- YOUR ASSIGNMENT -
Word for word, repeat each record that follows.

- STORED DATA -
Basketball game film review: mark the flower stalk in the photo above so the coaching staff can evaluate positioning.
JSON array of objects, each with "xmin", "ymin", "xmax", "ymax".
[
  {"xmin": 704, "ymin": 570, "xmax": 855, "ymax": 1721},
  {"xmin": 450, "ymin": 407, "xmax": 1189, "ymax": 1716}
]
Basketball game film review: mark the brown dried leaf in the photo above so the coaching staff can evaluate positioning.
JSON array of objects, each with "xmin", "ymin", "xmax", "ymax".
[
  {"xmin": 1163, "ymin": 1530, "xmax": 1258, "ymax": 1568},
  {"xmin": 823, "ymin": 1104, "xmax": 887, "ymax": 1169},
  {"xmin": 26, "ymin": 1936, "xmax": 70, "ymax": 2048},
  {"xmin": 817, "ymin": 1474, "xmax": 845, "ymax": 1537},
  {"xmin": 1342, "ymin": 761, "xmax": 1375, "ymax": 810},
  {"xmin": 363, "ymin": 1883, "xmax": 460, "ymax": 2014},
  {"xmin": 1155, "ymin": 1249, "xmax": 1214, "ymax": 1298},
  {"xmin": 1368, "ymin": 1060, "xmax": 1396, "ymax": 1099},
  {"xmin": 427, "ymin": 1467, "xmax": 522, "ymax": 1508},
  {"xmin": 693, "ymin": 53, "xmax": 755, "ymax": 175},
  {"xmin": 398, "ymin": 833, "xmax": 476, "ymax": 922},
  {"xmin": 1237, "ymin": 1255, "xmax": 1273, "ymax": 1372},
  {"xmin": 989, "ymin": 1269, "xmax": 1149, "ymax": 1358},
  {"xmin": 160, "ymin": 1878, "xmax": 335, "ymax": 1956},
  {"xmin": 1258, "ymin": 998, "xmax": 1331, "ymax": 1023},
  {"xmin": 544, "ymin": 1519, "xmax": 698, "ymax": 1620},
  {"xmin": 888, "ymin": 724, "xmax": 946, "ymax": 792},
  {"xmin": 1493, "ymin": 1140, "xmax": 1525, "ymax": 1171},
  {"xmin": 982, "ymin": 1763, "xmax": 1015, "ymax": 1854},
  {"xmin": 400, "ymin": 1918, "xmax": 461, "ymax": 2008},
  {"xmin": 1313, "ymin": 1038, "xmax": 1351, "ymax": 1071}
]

- EXERCISE OUTPUT -
Basketball game film review: mark the flower stalk in the photo above so the coaching staff can evaluate positioning.
JSON array of objects, each with "xmin", "ymin", "xmax", "ymax".
[
  {"xmin": 704, "ymin": 570, "xmax": 855, "ymax": 1721},
  {"xmin": 450, "ymin": 407, "xmax": 1189, "ymax": 1716}
]
Basketball game film review: mark the brown dried leaf in the photo above so the coaching staff can evaluate positioning.
JSON array of objects, each with "xmin", "ymin", "xmax", "ymax".
[
  {"xmin": 1163, "ymin": 1530, "xmax": 1258, "ymax": 1568},
  {"xmin": 823, "ymin": 1104, "xmax": 887, "ymax": 1169},
  {"xmin": 26, "ymin": 1936, "xmax": 70, "ymax": 2048},
  {"xmin": 817, "ymin": 1474, "xmax": 845, "ymax": 1537},
  {"xmin": 1342, "ymin": 761, "xmax": 1375, "ymax": 810},
  {"xmin": 363, "ymin": 1883, "xmax": 460, "ymax": 2014},
  {"xmin": 1155, "ymin": 1249, "xmax": 1214, "ymax": 1298},
  {"xmin": 1368, "ymin": 1060, "xmax": 1396, "ymax": 1099},
  {"xmin": 427, "ymin": 1467, "xmax": 522, "ymax": 1508},
  {"xmin": 693, "ymin": 53, "xmax": 755, "ymax": 175},
  {"xmin": 398, "ymin": 833, "xmax": 476, "ymax": 922},
  {"xmin": 1237, "ymin": 1255, "xmax": 1273, "ymax": 1372},
  {"xmin": 989, "ymin": 1269, "xmax": 1149, "ymax": 1358},
  {"xmin": 160, "ymin": 1878, "xmax": 335, "ymax": 1956},
  {"xmin": 1258, "ymin": 998, "xmax": 1331, "ymax": 1023},
  {"xmin": 544, "ymin": 1519, "xmax": 698, "ymax": 1620},
  {"xmin": 888, "ymin": 724, "xmax": 946, "ymax": 792},
  {"xmin": 1493, "ymin": 1140, "xmax": 1525, "ymax": 1171},
  {"xmin": 982, "ymin": 1763, "xmax": 1015, "ymax": 1854},
  {"xmin": 400, "ymin": 1918, "xmax": 461, "ymax": 2008},
  {"xmin": 1313, "ymin": 1038, "xmax": 1351, "ymax": 1071}
]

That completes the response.